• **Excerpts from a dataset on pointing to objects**
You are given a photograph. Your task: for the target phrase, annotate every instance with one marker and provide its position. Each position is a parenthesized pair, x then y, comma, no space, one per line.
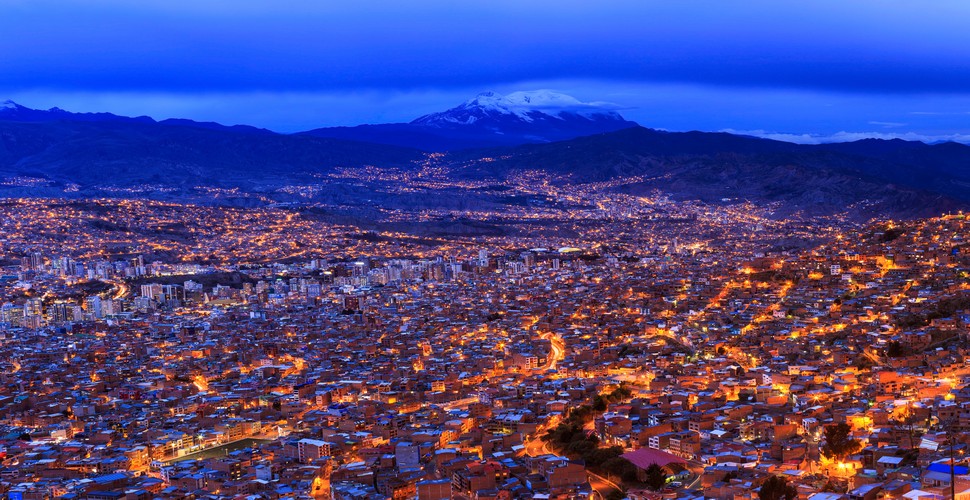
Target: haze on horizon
(795,71)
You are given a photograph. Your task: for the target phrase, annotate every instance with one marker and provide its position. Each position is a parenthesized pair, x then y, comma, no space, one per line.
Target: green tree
(838,443)
(777,488)
(656,477)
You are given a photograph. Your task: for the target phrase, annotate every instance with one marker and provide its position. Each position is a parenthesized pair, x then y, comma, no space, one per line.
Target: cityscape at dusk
(484,250)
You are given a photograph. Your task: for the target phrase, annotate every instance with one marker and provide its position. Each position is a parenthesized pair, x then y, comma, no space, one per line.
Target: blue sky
(805,71)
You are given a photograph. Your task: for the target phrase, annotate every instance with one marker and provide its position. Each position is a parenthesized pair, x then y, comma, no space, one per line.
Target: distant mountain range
(491,120)
(85,153)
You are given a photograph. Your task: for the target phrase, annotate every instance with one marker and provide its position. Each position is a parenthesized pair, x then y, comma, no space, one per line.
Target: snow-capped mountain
(531,107)
(492,119)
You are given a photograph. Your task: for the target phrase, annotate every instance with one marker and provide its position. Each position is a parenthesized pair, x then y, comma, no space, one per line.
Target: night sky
(805,71)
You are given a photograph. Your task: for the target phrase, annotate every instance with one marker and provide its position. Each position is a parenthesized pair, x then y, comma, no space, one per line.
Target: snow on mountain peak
(524,105)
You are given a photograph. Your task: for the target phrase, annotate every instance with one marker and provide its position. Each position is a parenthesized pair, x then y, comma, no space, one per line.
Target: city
(184,351)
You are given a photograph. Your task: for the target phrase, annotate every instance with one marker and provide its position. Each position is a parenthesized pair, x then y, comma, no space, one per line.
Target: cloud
(887,124)
(253,46)
(851,136)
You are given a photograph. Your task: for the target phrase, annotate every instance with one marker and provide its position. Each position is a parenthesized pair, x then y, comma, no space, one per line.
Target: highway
(558,352)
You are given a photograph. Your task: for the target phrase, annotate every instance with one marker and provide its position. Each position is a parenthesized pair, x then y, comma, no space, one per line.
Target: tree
(777,488)
(838,443)
(656,477)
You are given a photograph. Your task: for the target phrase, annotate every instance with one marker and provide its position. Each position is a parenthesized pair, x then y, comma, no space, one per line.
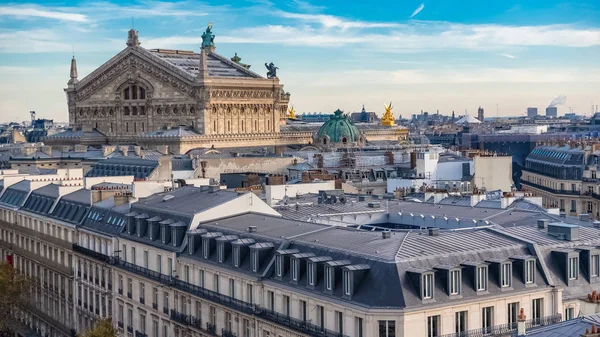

• **Aim**
Locate every line in the material above that contains the word "mountain", and copy each of those lines.

• **Output of the exercise**
Target: distant mountain range
Target: snow-capped mountain
Target: snow on mountain peak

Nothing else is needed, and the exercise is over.